GIVEN REQUEST :: All records should be reproduced verbatim.

--- START STORED RECORDS ---

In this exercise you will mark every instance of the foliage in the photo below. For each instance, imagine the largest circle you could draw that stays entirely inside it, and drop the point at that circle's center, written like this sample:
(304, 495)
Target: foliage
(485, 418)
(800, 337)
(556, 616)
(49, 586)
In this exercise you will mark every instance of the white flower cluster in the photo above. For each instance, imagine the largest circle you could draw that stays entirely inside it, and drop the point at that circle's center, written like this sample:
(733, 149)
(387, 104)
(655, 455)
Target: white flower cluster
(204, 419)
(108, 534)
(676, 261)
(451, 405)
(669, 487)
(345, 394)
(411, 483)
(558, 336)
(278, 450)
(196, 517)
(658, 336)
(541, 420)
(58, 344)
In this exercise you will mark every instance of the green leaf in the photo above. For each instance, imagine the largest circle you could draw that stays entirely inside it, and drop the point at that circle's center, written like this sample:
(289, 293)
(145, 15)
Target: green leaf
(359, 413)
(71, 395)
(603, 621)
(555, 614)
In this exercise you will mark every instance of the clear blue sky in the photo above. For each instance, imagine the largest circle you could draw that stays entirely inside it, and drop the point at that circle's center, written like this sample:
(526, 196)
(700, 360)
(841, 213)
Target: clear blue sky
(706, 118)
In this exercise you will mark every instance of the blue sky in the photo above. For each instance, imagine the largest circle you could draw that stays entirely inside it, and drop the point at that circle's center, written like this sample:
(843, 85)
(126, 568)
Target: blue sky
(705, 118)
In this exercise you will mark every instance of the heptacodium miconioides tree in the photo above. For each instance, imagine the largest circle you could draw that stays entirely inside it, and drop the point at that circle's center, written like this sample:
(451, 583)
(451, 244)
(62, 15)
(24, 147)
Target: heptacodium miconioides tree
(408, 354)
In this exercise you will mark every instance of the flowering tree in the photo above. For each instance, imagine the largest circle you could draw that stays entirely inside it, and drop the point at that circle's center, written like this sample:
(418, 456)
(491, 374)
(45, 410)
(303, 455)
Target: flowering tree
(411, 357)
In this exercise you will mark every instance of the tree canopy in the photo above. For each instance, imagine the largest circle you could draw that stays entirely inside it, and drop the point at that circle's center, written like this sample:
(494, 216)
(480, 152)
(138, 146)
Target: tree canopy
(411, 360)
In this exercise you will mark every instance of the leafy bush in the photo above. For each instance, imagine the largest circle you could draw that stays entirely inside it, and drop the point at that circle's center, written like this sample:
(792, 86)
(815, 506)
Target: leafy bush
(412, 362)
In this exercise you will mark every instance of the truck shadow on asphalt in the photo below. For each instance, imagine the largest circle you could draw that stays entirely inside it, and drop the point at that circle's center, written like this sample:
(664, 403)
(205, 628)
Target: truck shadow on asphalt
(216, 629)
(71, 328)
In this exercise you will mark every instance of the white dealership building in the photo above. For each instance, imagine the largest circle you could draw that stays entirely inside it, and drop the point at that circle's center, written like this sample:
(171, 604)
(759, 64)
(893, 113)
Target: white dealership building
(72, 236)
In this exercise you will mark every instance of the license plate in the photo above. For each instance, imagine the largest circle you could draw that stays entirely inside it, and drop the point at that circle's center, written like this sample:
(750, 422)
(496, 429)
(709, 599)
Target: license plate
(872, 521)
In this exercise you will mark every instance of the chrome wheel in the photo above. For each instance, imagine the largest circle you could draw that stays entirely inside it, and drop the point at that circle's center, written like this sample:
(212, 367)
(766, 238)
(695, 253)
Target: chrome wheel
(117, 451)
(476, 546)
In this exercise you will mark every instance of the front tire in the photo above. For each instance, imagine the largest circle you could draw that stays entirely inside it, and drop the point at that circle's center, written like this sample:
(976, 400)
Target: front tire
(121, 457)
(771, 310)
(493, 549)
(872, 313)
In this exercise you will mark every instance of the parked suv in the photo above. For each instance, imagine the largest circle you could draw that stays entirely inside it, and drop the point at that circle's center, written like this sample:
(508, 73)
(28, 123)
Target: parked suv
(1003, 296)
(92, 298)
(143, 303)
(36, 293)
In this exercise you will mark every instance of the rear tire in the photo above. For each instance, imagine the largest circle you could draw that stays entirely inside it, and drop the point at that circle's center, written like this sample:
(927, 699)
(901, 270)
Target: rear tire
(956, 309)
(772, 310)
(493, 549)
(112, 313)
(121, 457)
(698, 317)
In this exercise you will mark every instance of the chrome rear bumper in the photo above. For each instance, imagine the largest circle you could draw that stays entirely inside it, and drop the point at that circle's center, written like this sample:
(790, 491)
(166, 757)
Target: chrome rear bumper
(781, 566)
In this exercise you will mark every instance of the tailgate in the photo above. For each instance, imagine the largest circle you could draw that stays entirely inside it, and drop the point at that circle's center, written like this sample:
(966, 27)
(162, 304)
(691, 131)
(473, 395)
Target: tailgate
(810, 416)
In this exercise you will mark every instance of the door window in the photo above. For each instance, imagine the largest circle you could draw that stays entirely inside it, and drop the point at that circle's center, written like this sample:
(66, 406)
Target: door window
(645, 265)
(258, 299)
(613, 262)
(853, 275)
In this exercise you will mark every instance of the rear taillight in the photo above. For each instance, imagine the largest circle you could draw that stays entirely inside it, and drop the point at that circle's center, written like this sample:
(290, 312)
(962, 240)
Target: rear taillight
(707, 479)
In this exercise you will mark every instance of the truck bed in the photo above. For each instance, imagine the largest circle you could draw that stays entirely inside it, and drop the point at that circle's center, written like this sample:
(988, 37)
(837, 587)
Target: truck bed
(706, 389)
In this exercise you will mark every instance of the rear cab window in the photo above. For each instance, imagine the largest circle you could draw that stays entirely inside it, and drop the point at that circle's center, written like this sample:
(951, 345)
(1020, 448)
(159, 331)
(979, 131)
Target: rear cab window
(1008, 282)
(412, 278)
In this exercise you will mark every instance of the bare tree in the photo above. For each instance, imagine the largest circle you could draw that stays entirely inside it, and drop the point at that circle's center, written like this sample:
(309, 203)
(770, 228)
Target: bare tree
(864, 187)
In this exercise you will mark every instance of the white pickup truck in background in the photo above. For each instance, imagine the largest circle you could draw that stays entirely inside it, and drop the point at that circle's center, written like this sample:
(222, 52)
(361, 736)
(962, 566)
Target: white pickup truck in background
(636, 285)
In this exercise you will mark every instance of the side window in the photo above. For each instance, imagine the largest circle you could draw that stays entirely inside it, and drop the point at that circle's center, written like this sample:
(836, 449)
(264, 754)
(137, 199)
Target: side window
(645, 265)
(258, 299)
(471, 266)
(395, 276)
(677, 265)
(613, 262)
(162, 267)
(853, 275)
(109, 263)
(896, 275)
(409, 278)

--- END STORED RECORDS ---

EXERCISE RESPONSE ::
In this exercise you will mark every instance of the foliage in the photo below. For each instance, imagine the largest circle you could draw that stays entirely inside it, and drop the point at that circle's center, written like this sample:
(304, 495)
Target: foliage
(485, 418)
(800, 337)
(556, 616)
(49, 586)
In this exercise you will mark every instance of the white flower cluster in the photo above. For each instance, imagine the largest circle you could draw that stays entirely inside it, and drop the point at that circle's center, written like this sample:
(733, 149)
(387, 104)
(655, 455)
Target: white flower cluster
(204, 419)
(108, 534)
(676, 261)
(451, 405)
(669, 487)
(345, 394)
(411, 483)
(558, 336)
(278, 450)
(196, 517)
(658, 336)
(541, 420)
(58, 344)
In this exercise you will mark every instance of the green leaf in the photo above. For each instance, imagine the largest circle you could draw that stays entirely inside it, and drop the point at that circle's center, written like this sample:
(289, 293)
(145, 15)
Target: green leaf
(359, 413)
(71, 395)
(603, 621)
(555, 614)
In this exercise you will mark every instance of the clear blue sky in the photo above. For each instance, imagine the largest circle you could draw that stays entirely inside it, and drop the point at that circle's center, written like this sample:
(526, 196)
(700, 360)
(841, 213)
Target: clear blue sky
(706, 118)
In this exercise you will mark every instance of the blue sky in the photo above. For each instance, imagine the largest circle you could draw that stays entirely inside it, and drop the point at that circle's center, written like this sample:
(843, 85)
(126, 568)
Target: blue sky
(705, 118)
In this exercise you will mark every instance of the heptacodium miconioides tree in the photo above. For each instance, imagine the largest circle you could draw that stays entirely inside it, and drop the point at that circle's center, written like this sample:
(451, 583)
(451, 244)
(62, 15)
(24, 147)
Target: heptacodium miconioides tree
(408, 354)
In this exercise you will mark every instance of the flowering tree in the photo above. For each instance, imagine the largest circle you could draw that stays entirely inside it, and drop the point at that circle's center, written like this sample:
(418, 456)
(491, 374)
(45, 410)
(303, 455)
Target: flowering tree
(411, 357)
In this exercise you will mark every instance of the tree canopy in the photo above. For each instance, imagine the largest circle you could draw that stays entirely inside it, and drop the point at that circle's center, written like this sample:
(494, 216)
(480, 152)
(138, 146)
Target: tree canopy
(411, 360)
In this exercise you will mark every instance of the leafy bush in the photo above. For each instance, imagine the largest circle you could draw that stays entirely inside it, and drop the point at that circle's center, written like this sample:
(792, 86)
(815, 506)
Target: leafy bush
(412, 362)
In this exercise you will mark every instance of the truck shadow on asphalt in the photo below. For each instance, imagine the largest circle you could draw that stays entirely inside it, and drop the point at that circle's center, written like this sample:
(664, 403)
(205, 628)
Target: truck shadow on asphalt
(216, 629)
(71, 328)
In this exercise you will mark every instance of the white dealership building in the photo above. For each instance, imagine the largest circle you could draw that stays entirely inside it, and drop the point at that circle's center, written like this sample:
(171, 604)
(759, 64)
(893, 113)
Target: white dealership building
(72, 236)
In this exercise you will mark every instance of the license plate in the photo above. For each instance, imagine the largest circle you could draw that stays entirely inside it, and drop the point at that circle's center, written like this sample:
(750, 422)
(496, 429)
(709, 599)
Target: license plate
(872, 521)
In this exercise you will mark every instance of the chrome wheel in the photo above. For each instance, imagine the largest circle you could draw that stays entirely inside it, and drop the point at that circle's center, written like this sample:
(212, 367)
(766, 238)
(695, 253)
Target: chrome wheel
(117, 451)
(476, 546)
In this exercise you will mark every instance of the front tire in the photo above. For each instance, imagine the largest circle you could draw that stays entirely inside it, and drop the point at that circle's center, written like this sample:
(976, 400)
Target: front tire
(121, 457)
(771, 310)
(493, 549)
(872, 313)
In this exercise you will mark every instance of the parked suv in the photo above. For each instance, imagine the largest circle you could draw that stays entirely inside it, and drop the point at that circle's center, written like this sample:
(508, 73)
(28, 123)
Target: parked suv
(1003, 296)
(92, 298)
(143, 303)
(36, 293)
In this exercise you will mark every instance of the rear tire in the photo above. For each instance, imagine the largest circle you could draw that stays entirely inside it, and drop the point at that circle's center, written like this sample:
(927, 699)
(901, 270)
Target: rear tire
(956, 309)
(772, 310)
(493, 549)
(112, 313)
(121, 457)
(698, 317)
In this exercise you will mark every instance of the chrome rear bumper in the photo above. For each instance, imagine the largest circle you could draw that stays entirely inside it, and drop the point at that circle's center, written like this sample:
(790, 491)
(166, 757)
Target: chrome rear bumper
(781, 566)
In this exercise you will mark every instance of the tailgate in the photo above. For each instance, imagine the largest circle you could draw that stays entirely inside it, and drop the point at that circle's center, written like this sample:
(966, 27)
(162, 304)
(691, 131)
(473, 395)
Target: tailgate
(810, 416)
In this exercise you will mark every instance of the door window in the photo above. For each instance, imagine the largest circle you could draw that stays entirely inside it, and drop the point at that circle's center, written like this sample:
(66, 406)
Target: door window
(645, 265)
(258, 299)
(613, 262)
(853, 275)
In this exercise you will mark every instance of the rear taillight in the photo above. For each instance, imagine the largest circle you could draw that stays entirely inside it, and drop the point at that circle's center, written like this sample:
(290, 312)
(962, 240)
Target: rear taillight
(707, 479)
In this exercise you will mark every instance of the truck bed in the photo above. For each instance, imagine the largest circle you could draw that stays entirely inside it, and drop the point at that circle's center, written like this sample:
(988, 37)
(837, 587)
Target: truck bed
(706, 389)
In this exercise you will mark every instance of the rear cab window in the photo above. For each instance, imagine the largest circle you could draw that stays entirely inside it, and drop the point at that circle's center, written like this sample:
(951, 345)
(1020, 448)
(159, 331)
(979, 131)
Target: rear cab window
(1008, 282)
(412, 278)
In this exercise you will mark every instance of the bare tree in the photo above. For each instance, imagine the largest circle you could draw that stays entirely inside it, and drop the point at that circle's center, written like this sample:
(309, 203)
(770, 228)
Target: bare tree
(864, 187)
In this exercise you will mark every instance of the white pickup truck in background in the photo above. For each instance, imagine the largest circle you could draw that stays entirely inside it, and drop the point at that circle's center, written like this sample:
(222, 52)
(361, 736)
(962, 566)
Target: white pickup truck in background
(636, 285)
In this exercise you will mark every instance of the side window in the photo above. For each instance, imagine the largest circle you could draw that stays entirely inside it, and drop the point at that circle's center, written like this sample:
(836, 449)
(264, 754)
(137, 199)
Target: side window
(645, 265)
(258, 299)
(471, 266)
(395, 276)
(677, 265)
(613, 262)
(162, 267)
(853, 275)
(109, 263)
(896, 275)
(409, 278)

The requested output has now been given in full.